• What you are asked to do:
Answer these questions from the passage on transitional provisions below.
1. As at what date does the passage start with the situation?
2. Under sub-paragraph (2), how does Schedule 3 have effect in relation to an interest to which the paragraph applies?
3. Which provision of the LRA 2002 is cited for an unregistered express easement taking effect as an equitable easement?

26. Starting with the situation as at 13th October 2003, paragraph 9 Schedule 12 (dealing with transitional provisions) provides:-
“9.(1) This paragraph applies to an easement or profit a prendre which was an overriding interest in relation to a registered estate immediately before the coming into force of Schedule 3, but which would not fall within paragraph 3 of that Schedule if created after the coming into force of that Schedule.
(2) In relation to an interest to which this paragraph applies, Schedule 3 has effect as if the interest were not excluded from paragraph 3.”
The material easement in this case is (i) an overriding interest (ii) relating to a registered estate (iii) immediately before 13th October 2003 and (iv), it would not fall within paragraph 3 of Schedule 3 if created after 13th October 2003 because it would be an equitable easement and paragraph 3 of Schedule3 applies to legal easements. This is because an express easement which is not registered takes effect after 13th October 2003 as an equitable easement until it is registered: see s27(1)(2)(d) LRA 2002. These transitional provisions deal with a limited class of pre-October 2003 legal unregistered easements.

• Given entries:
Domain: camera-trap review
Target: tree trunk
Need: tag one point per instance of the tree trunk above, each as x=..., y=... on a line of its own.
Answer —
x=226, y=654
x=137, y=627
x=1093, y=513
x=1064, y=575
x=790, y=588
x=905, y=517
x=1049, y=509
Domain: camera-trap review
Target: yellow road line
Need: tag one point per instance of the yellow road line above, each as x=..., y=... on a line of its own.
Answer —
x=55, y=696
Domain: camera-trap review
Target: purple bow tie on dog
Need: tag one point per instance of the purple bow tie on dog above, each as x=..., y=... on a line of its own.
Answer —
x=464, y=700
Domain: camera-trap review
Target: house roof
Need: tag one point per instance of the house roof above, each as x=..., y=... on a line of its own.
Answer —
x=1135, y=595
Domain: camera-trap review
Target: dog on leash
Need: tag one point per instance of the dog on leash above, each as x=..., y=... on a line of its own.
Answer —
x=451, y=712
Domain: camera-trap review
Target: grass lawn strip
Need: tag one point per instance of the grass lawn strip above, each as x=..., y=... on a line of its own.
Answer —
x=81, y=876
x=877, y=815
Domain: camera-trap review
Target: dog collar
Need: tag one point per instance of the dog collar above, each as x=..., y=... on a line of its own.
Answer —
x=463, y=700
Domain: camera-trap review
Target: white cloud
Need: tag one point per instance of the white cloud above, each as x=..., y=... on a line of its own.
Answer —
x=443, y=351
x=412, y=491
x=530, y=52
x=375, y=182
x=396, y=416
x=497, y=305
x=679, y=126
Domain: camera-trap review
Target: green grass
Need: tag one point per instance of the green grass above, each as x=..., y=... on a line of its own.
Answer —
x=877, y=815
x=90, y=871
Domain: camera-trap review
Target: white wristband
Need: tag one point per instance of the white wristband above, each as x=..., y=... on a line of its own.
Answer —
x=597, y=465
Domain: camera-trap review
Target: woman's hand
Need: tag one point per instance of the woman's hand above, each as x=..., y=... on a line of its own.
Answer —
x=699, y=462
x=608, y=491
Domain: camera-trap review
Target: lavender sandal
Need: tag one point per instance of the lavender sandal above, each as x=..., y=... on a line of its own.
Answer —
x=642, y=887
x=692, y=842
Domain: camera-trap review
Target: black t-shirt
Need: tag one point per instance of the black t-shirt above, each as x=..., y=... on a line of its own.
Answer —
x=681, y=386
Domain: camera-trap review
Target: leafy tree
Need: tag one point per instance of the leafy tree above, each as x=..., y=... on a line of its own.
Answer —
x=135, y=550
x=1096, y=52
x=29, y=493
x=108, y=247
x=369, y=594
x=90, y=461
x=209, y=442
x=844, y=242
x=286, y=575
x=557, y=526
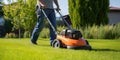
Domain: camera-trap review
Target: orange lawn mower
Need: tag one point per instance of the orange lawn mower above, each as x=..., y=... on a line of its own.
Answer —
x=68, y=38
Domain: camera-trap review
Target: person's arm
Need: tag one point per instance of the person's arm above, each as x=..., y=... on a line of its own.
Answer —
x=41, y=3
x=56, y=3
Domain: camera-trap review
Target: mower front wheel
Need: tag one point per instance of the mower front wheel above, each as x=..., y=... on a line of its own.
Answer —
x=57, y=43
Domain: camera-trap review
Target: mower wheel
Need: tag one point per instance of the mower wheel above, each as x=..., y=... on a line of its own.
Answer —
x=86, y=42
x=57, y=43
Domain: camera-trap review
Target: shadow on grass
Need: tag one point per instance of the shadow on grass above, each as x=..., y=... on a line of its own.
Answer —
x=106, y=50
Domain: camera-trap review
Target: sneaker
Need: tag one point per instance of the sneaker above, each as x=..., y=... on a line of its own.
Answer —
x=34, y=43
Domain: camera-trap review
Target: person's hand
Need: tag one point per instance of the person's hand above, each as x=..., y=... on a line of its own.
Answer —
x=43, y=6
x=58, y=9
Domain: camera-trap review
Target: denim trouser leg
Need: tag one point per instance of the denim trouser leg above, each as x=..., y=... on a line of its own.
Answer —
x=52, y=18
x=38, y=27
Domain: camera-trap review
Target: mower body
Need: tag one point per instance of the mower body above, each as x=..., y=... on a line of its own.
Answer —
x=71, y=39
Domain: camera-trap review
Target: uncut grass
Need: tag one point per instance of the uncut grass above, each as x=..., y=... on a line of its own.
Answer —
x=22, y=49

• Solution for this exercise:
1. 13th October 2003.
2. As if the interest were not excluded from paragraph 3.
3. s27(1)(2)(d).